__DOKUMENT__.
------

Konzerte und Partys zu vielen Anlässen, inklusive Karneval und Nubbelverbrennung zementierten den legendären Ruf bis zum 4. Oktober 1989. An diesem Tag hieß es Abschied nehmen. Für einige Gäste kam das einer gewissen Form von Obdachlosigkeit gleich.
Wehmütige Tränen flossen, und das obwohl der kauzige „Mike“, Dohles Kompagnon, für viele Gäste der Inbegriff eines schwierigen Wirts war. Der rothaarige, vollbärtige Amerikaner aus San Francisco, pflegte einen eher rauen Umgangston. Vor allem dann, wenn Gäste seiner Meinung nach nicht genug Geduld zeigten, bis ihnen ein Getränk serviert wurde.

------

__AUFGABENSTELLUNG__.
Prüfe bitte, ob jede der folgenden Aussagen mit dem Dokument übereinstimmt, und antworte jeweils mit Ja oder Nein samt den entscheidenden Worten des Dokuments als wörtlichem Zitat.
1. Der legendäre Ruf hielt sich bis zum 4. Oktober 1989.
2. Mike stammte aus New York.
3. Viele Gäste hielten Mike für einen besonders umgänglichen Wirt.
Die Datensätze haben mit dem Dokument nichts zu tun.

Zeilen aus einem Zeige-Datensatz
------

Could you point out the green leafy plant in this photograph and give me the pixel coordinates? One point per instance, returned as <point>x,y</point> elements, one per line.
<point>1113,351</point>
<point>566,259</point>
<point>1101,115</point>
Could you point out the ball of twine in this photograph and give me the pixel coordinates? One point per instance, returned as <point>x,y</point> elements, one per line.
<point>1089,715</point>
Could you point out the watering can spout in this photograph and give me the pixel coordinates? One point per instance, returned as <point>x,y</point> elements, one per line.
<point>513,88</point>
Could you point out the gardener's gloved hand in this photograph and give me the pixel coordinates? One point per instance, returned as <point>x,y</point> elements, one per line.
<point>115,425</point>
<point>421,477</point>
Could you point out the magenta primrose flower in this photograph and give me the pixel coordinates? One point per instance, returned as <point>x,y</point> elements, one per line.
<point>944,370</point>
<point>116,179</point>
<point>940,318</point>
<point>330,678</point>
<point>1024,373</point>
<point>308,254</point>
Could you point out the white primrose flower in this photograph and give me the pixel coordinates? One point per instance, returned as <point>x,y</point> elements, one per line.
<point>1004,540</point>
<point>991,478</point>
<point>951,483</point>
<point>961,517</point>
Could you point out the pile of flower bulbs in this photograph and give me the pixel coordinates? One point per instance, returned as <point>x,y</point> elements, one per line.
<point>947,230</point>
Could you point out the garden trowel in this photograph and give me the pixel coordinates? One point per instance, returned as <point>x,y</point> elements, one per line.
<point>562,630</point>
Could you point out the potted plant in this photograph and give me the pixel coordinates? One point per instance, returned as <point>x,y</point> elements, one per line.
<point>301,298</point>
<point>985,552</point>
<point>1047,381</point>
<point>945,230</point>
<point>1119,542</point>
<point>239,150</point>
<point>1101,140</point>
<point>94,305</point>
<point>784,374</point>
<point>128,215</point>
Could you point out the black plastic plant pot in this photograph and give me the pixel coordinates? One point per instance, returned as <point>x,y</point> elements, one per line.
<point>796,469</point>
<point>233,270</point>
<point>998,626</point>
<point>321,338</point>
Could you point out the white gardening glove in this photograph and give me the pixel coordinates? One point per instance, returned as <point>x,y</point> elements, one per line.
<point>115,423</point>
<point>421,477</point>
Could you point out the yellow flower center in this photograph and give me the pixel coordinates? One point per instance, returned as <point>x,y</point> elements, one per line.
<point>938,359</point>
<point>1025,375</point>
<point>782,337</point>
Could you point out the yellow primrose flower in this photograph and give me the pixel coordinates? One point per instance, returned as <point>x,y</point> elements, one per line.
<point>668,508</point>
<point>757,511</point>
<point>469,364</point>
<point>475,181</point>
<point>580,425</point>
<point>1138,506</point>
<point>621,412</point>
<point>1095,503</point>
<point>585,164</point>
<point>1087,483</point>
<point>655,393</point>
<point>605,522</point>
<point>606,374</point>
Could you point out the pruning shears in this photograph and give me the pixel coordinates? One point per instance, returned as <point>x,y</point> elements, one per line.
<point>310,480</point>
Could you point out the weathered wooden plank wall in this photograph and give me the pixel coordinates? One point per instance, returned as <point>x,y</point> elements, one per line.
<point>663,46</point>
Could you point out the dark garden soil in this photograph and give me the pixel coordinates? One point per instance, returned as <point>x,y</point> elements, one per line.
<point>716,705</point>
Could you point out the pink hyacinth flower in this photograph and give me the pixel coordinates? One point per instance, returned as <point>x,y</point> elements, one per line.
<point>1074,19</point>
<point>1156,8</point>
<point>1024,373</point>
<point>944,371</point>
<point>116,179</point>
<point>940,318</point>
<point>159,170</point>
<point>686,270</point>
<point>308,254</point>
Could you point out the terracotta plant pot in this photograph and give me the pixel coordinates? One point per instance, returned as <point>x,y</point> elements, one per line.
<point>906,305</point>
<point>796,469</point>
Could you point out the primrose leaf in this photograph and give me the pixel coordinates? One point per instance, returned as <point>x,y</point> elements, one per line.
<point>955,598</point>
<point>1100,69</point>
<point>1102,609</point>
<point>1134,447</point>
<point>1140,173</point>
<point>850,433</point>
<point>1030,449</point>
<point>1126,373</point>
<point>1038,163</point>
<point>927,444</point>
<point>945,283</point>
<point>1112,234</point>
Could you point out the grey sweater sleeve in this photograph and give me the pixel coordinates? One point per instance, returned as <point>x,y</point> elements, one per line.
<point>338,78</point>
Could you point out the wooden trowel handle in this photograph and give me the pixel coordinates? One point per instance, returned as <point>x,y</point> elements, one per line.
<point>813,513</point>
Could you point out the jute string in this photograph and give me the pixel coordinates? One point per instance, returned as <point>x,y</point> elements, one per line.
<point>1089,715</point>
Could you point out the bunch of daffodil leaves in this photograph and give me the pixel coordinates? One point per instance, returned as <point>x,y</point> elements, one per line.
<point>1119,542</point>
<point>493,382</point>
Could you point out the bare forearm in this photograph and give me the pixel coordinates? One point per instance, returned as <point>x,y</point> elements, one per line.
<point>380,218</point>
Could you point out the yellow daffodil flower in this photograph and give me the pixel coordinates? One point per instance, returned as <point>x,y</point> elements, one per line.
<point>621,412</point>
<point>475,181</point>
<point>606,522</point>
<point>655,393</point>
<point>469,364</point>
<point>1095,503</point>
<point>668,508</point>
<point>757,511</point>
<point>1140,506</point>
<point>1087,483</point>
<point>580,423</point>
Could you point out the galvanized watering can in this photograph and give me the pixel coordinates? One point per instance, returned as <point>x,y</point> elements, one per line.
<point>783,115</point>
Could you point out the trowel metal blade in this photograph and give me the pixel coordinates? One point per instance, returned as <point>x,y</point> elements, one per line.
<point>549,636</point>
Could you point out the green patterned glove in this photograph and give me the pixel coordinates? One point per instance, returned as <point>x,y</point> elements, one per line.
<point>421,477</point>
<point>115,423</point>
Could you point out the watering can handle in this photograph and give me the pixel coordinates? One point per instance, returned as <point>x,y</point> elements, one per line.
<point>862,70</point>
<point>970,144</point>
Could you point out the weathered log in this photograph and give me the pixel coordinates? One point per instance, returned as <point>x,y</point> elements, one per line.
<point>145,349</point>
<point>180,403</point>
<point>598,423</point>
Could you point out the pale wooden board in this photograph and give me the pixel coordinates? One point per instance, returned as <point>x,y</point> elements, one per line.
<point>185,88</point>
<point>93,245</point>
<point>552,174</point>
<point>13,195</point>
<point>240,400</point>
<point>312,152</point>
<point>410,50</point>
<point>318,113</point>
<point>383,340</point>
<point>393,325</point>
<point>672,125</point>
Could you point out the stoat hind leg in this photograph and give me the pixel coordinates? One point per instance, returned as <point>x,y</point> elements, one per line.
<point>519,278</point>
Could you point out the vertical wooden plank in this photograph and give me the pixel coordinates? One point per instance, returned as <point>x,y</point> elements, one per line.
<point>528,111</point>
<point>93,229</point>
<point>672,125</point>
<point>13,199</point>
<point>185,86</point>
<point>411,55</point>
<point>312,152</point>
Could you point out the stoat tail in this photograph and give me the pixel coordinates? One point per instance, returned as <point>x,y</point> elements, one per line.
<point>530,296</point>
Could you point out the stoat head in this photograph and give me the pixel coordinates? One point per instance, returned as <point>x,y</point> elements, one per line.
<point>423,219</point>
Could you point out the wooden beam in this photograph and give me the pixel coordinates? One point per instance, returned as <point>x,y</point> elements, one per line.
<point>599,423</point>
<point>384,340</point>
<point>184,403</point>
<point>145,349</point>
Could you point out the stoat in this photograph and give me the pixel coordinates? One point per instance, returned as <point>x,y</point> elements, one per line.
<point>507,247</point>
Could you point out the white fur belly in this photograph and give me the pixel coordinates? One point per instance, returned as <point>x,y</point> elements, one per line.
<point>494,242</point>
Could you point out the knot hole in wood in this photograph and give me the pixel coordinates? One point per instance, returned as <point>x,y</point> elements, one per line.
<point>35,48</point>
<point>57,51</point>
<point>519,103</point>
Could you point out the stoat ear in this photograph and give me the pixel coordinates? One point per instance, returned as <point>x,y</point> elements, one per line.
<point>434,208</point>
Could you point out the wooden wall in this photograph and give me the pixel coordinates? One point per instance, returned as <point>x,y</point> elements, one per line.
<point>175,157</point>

------

__ANTWORT__.
1. Ja: „zementierten den legendären Ruf bis zum 4. Oktober 1989“
2. Nein: „Der rothaarige, vollbärtige Amerikaner aus San Francisco“
3. Nein: „für viele Gäste der Inbegriff eines schwierigen Wirts war“